[Position identification items]
* * *
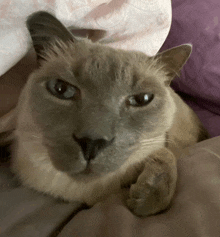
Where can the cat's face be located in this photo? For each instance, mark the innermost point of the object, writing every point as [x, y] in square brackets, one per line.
[97, 107]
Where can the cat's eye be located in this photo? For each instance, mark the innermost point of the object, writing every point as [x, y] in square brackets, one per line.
[62, 89]
[139, 100]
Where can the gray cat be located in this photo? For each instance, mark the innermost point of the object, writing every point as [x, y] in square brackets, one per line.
[92, 120]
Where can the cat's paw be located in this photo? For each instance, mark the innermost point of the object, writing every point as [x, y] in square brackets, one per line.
[150, 195]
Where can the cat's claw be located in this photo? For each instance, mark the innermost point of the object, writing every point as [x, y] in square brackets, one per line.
[147, 198]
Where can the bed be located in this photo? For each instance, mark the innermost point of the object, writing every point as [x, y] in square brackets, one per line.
[195, 209]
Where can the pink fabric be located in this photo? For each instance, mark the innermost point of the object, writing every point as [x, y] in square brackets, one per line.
[198, 22]
[130, 24]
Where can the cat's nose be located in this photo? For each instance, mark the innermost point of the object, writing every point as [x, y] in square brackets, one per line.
[90, 147]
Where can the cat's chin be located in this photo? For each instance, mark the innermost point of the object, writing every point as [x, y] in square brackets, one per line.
[89, 172]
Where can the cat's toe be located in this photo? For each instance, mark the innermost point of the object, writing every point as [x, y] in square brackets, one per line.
[145, 200]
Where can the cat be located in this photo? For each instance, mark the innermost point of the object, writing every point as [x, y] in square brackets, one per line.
[92, 120]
* * *
Required task:
Update the items by replacing "innermost point" with "central point" everywhere it occurs, keeping everything else the same. Leave the pictures out of your answer.

Solved exercise:
Where can the cat's face be located in this photo? For each instance, mark the central point of the object, writing every point as [x, y] in square brackets, one per line.
[97, 107]
Where can the cat's eye be located in this photo? For each instance, mark the central point of the object, writing every point as [x, y] in square brackets, one per line.
[62, 89]
[139, 100]
Where can the gray cat be located in this photo? For each instance, mark the central point of the object, writing every point as [x, y] in square brackets, one per line.
[92, 120]
Where can the cat's paw be located in this photo? For each instance, mark the central point of the object, writing every point as [x, y] in square brackets, one per line.
[150, 195]
Where can the cat's claw be located in this photo? For each instance, mark the central point of the object, writing every point as [x, y] in square brackets, one per line.
[147, 198]
Where can the bed be located in this photo? For each instance, mark the central point of the object, writing every point as [x, y] in square brackets, one per line.
[195, 209]
Where can the pink fabric be located in this photo? For each instance, mark the central point of the object, writing every point as [x, y] in square brackets, one per line.
[198, 22]
[130, 24]
Where can the cat's nose be located in this photo? For each instance, mark the central point of the object, writing every point as [x, y] in square brackets, one per line.
[90, 147]
Where can the cat's chin be located in this photo? For each instance, mark the central point of the object, writing every point as [x, y] in square brackets, one per line.
[89, 172]
Where can the cat's toe be located in this photo? For each instance, mark the central point of the object, writing every point as [x, y] in square brackets, one per line.
[145, 200]
Where can the cat be located in this photo? For each instance, mark the central point of the object, writing every point as [x, y] in square brackets, one per line.
[92, 120]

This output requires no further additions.